_Given entries_
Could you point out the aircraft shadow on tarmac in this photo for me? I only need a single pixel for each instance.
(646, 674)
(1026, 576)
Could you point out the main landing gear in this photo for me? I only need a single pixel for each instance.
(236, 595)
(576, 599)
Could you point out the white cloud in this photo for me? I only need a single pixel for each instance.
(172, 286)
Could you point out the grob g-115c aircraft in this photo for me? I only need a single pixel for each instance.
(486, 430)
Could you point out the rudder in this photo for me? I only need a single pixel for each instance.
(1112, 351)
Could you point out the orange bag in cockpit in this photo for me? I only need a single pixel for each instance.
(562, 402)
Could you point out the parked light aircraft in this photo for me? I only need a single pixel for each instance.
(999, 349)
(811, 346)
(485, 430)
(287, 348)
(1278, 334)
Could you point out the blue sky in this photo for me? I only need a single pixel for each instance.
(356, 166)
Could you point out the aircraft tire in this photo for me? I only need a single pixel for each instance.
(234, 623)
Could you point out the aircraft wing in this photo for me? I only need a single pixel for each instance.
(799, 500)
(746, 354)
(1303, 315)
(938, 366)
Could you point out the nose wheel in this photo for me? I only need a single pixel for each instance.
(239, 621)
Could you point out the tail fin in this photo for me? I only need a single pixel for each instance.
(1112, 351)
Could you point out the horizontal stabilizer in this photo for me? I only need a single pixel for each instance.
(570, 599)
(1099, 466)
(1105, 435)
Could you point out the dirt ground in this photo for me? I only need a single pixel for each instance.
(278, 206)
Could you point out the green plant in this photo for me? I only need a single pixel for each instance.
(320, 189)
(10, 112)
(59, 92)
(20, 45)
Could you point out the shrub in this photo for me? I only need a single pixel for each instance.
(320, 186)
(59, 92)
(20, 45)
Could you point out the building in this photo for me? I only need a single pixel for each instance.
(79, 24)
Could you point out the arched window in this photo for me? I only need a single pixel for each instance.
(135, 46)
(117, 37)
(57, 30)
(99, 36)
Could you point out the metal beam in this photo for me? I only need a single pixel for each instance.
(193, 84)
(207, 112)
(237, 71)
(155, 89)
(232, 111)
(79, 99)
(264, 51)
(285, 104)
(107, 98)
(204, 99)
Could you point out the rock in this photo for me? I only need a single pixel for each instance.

_Assignment_
Each line in the material above must be retyped without alteration.

_Reply to the exercise_
Could you point out the aircraft shadow on tarmac in this photo for me? I only need a single pixel for each instance.
(646, 674)
(1026, 576)
Could you point out the main landing gear in this photo for me? I only need a single pixel for each instance.
(236, 595)
(576, 599)
Could you point out the white cloud in this photo for me? I only need a single pixel for each instance.
(172, 286)
Could you point out the grob g-115c aircraft in this photo for me? I only need a single pixel for each instance.
(486, 430)
Could you point out the rudder in this photo for me? I only need a single pixel for each instance.
(1112, 351)
Could you point out the orange bag in cockpit in this photo for me? I only need a single pixel for each instance.
(562, 402)
Could you point out the parked light aircraft in this photo for me? I only need a single pixel for each instance.
(999, 349)
(811, 346)
(485, 430)
(287, 348)
(1278, 334)
Could you point out the blue sky in this photo for me? I only need a single pixel for each instance.
(356, 166)
Could you point out the aircraft tire in this photo for me? I only need a single pixel for each instance.
(234, 623)
Could you point out the aircraft wing in this photo for me? I only need a single pixel for each instance.
(799, 500)
(746, 354)
(1303, 315)
(938, 366)
Could you point out the nose wheel in this photo for me? I only need a single pixel for each instance.
(239, 621)
Could you point out the tail fin in this photo for me? I only need a single pixel for each instance.
(1112, 351)
Could you point out the horizontal stabilizer in this photo for me? I only need a single pixel for each instance.
(570, 599)
(1099, 466)
(1105, 435)
Could you point out the dirt ground in this photo for me? I only need a single pixel for each instance.
(278, 206)
Could you point out the green plant in this photo for me? I only need a single pixel for each instance.
(320, 189)
(10, 112)
(59, 92)
(20, 45)
Could you point out the shrub in this photo for me? I only need a single pixel for each instance.
(320, 186)
(59, 92)
(20, 45)
Could you point out the building in this photo for me? I only need a single pixel for each instance.
(79, 24)
Could you point out the arched window in this photo for me? I only need a single pixel for each instance.
(135, 46)
(117, 37)
(57, 30)
(99, 36)
Could you point out the metal beam in this photo for me? I only need a single pixel for each instance.
(193, 84)
(207, 112)
(237, 71)
(155, 89)
(232, 111)
(79, 99)
(264, 51)
(285, 104)
(107, 98)
(204, 99)
Could you point out the rock in this photo for me? I only need a single pixel for each instance.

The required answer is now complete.